Keyboard shortcuts

Press or to navigate between chapters

Press S or / to search in the book

Press ? to show this help

Press Esc to hide this help

Determinism

Determinism in Vajra is not a feature. It is a structural guarantee.

Given identical input bytes, identical configuration, and identical Vajra version, the output is identical — byte for byte. Fingerprints, scores, orderings, essence text, anomaly rankings. Every run. Every platform. Every time.

This is what makes Vajra trustworthy in CI pipelines, audits, compliance workflows, and AI systems that depend on stable preprocessing.


The Guarantee

Identical:

  • Input bytes
  • Configuration (profile, flags, config file)
  • Vajra version

Produces identical:

  • Fingerprints
  • Scores (to floating-point bit-level)
  • Orderings
  • Essence text (byte-for-byte)
  • Anomaly rankings

Sources of Nondeterminism and How Each Is Eliminated

The HashMap Rule

Problem: Rust’s HashMap uses a random seed for its hash function (SipHash with random key by default). Iteration order is nondeterministic. Any code that iterates a HashMap and includes the iteration order in output produces nondeterministic results.

Mitigation: BTreeMap is used for all externally-visible orderings. HashMap is permitted only for internal scratch computations where iteration order is never observed in output.

▬▬▬▬▬▬▬▬▬▬

*OBJECTIVE*
According to the determinism page, which map type does Vajra use for all externally-visible orderings?

Saved data entries
▬▬▬▬▬▬▬▬▬▬

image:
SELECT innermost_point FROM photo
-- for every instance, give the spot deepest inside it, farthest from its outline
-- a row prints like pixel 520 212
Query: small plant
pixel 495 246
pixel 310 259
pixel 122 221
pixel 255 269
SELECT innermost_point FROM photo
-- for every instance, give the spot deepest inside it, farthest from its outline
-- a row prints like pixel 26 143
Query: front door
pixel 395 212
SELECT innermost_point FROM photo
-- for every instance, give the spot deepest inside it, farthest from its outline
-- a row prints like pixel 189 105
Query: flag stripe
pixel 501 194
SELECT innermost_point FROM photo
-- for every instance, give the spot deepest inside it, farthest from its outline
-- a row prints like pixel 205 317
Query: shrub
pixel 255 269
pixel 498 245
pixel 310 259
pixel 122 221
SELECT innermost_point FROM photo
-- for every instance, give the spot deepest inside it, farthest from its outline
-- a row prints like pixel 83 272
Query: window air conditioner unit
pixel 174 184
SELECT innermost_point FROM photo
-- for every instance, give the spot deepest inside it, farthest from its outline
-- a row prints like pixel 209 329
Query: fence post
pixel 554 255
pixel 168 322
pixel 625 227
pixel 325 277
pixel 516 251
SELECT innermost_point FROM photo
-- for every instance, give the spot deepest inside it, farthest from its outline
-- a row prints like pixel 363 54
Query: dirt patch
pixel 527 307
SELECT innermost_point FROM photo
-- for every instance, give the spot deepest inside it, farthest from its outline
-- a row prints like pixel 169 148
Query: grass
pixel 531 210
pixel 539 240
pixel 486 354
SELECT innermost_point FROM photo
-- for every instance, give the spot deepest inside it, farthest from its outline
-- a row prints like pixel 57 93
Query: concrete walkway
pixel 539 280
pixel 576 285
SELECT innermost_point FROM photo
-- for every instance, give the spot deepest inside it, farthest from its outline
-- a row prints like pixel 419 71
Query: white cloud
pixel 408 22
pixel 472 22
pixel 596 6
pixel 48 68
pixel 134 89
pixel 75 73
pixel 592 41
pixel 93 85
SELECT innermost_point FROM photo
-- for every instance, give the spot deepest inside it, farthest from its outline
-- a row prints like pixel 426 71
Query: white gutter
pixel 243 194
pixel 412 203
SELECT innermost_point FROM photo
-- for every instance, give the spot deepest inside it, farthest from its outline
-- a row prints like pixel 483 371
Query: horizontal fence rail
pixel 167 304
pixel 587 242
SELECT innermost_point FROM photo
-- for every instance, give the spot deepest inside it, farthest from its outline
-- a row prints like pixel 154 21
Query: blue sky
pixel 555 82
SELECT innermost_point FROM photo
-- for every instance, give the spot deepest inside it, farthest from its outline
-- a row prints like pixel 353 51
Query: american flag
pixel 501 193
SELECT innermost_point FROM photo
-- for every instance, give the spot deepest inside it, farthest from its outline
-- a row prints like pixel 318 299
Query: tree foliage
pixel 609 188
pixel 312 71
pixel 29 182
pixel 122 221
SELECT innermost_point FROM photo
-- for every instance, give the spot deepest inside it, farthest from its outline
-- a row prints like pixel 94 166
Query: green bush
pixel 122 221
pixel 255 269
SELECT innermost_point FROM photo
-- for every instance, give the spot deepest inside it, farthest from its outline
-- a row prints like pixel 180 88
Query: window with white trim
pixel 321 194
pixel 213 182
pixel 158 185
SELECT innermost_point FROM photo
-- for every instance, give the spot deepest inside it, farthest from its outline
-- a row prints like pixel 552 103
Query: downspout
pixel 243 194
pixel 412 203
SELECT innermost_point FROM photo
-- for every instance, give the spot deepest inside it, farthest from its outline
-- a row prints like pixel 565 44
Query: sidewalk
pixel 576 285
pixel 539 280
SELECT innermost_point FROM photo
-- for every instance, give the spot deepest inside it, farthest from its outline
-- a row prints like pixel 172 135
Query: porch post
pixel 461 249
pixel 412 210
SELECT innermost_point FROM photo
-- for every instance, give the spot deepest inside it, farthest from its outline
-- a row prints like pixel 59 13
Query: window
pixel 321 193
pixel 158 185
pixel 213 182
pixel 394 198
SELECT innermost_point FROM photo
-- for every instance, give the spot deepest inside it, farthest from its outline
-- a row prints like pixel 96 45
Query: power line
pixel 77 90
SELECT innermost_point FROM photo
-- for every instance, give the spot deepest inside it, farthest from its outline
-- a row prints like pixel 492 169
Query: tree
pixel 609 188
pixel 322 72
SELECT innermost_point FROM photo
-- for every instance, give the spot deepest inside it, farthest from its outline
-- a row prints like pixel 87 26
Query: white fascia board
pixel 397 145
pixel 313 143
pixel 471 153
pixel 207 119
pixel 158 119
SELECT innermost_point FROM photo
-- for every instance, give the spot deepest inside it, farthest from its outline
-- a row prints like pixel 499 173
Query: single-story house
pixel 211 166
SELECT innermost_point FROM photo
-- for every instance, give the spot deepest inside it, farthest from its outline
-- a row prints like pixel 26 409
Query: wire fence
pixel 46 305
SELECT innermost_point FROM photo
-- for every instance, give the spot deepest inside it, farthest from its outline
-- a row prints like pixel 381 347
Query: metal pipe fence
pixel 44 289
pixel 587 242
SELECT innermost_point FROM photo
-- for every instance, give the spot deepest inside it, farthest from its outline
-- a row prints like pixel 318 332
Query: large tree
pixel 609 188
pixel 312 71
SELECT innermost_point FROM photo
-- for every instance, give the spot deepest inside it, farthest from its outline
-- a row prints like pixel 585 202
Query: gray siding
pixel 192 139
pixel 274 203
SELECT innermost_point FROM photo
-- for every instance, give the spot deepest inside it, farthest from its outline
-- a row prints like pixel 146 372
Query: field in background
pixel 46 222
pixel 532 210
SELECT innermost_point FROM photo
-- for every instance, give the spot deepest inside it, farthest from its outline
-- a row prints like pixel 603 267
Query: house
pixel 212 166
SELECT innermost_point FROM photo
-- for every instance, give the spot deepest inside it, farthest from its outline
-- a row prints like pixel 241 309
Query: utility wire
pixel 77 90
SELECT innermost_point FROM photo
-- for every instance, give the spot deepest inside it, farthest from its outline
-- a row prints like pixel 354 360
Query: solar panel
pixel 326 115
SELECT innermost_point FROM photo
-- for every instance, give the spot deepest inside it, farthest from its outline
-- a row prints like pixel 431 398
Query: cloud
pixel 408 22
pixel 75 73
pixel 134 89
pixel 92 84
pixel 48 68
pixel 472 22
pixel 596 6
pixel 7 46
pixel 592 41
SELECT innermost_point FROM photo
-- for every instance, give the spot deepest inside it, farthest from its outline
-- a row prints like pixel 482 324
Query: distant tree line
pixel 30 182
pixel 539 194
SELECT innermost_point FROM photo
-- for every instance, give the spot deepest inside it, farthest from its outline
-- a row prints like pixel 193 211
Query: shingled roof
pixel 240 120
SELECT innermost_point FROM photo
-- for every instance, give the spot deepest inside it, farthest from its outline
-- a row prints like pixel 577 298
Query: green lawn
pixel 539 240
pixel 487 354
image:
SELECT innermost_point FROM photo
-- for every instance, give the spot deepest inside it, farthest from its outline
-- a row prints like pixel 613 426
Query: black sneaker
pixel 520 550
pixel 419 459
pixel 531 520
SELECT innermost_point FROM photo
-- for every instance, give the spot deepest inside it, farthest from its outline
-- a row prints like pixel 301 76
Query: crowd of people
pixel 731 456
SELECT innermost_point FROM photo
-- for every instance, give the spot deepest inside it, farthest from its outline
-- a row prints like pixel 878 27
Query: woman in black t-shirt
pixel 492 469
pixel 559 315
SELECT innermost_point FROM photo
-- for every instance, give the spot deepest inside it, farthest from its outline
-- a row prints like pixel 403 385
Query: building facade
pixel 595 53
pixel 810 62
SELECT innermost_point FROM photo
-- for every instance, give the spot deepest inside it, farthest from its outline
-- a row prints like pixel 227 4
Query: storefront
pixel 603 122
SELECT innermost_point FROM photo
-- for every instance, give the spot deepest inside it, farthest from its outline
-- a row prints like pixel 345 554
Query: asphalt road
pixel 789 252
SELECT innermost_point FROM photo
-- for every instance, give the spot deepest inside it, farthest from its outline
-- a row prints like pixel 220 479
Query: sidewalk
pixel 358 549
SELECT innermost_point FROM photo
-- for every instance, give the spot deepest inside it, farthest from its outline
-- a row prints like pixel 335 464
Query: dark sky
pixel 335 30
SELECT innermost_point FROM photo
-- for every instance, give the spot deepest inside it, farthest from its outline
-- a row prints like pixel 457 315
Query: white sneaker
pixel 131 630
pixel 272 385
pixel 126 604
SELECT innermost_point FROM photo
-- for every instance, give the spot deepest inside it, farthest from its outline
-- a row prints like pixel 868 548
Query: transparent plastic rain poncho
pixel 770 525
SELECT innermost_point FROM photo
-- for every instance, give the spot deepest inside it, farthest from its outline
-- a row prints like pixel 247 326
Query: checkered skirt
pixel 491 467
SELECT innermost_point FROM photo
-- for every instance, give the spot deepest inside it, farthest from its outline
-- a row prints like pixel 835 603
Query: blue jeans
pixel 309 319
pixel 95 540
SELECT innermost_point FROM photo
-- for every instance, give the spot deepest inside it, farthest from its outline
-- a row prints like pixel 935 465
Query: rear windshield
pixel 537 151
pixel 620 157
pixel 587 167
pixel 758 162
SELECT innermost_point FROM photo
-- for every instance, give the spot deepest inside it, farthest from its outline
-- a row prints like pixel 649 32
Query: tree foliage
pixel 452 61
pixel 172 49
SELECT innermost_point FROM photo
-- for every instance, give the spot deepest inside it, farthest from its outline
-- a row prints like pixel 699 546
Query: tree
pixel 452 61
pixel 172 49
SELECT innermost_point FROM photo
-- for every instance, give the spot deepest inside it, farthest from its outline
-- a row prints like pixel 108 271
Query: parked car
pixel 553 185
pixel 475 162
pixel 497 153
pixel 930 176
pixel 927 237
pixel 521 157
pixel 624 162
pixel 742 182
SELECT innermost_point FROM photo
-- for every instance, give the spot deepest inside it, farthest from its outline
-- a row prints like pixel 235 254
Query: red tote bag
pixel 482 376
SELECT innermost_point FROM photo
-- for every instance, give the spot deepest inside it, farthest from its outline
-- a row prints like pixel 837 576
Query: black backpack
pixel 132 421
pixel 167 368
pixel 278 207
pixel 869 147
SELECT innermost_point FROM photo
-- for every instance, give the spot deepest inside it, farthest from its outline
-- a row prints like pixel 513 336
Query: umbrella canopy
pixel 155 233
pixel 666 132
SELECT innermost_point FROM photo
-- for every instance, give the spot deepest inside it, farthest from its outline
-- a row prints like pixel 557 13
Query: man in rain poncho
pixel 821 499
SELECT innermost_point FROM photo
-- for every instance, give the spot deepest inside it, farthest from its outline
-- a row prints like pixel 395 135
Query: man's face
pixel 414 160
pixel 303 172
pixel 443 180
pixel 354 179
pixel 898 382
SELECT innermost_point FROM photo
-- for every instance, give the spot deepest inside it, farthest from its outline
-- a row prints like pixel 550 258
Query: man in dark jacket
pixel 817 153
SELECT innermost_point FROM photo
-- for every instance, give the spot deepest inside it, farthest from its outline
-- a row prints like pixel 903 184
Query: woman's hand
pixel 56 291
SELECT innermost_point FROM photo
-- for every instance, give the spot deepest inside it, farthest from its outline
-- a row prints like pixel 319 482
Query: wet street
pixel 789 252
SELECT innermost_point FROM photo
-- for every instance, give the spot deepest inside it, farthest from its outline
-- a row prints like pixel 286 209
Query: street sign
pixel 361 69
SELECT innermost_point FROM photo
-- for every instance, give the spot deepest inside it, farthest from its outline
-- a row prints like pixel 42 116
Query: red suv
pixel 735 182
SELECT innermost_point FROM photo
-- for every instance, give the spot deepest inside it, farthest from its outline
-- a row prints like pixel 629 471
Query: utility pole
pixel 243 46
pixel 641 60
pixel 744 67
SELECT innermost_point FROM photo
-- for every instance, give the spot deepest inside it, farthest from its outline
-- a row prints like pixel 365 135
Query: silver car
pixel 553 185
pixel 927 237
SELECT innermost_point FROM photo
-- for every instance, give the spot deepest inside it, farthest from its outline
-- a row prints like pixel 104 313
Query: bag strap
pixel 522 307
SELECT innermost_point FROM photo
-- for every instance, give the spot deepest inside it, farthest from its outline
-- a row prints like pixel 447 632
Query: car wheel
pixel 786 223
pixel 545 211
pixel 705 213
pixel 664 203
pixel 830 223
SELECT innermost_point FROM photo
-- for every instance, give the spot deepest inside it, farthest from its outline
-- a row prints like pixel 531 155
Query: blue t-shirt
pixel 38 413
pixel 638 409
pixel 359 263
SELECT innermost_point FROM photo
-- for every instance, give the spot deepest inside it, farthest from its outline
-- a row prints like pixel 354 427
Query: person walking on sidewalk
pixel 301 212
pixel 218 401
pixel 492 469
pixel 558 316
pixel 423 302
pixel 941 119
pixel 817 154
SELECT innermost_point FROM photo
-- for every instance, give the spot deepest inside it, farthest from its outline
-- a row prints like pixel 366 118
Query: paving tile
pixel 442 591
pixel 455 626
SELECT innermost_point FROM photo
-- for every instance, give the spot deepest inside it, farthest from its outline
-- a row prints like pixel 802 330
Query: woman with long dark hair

▬▬▬▬▬▬▬▬▬▬

*RESULT OF THE EXERCISE*
BTreeMap.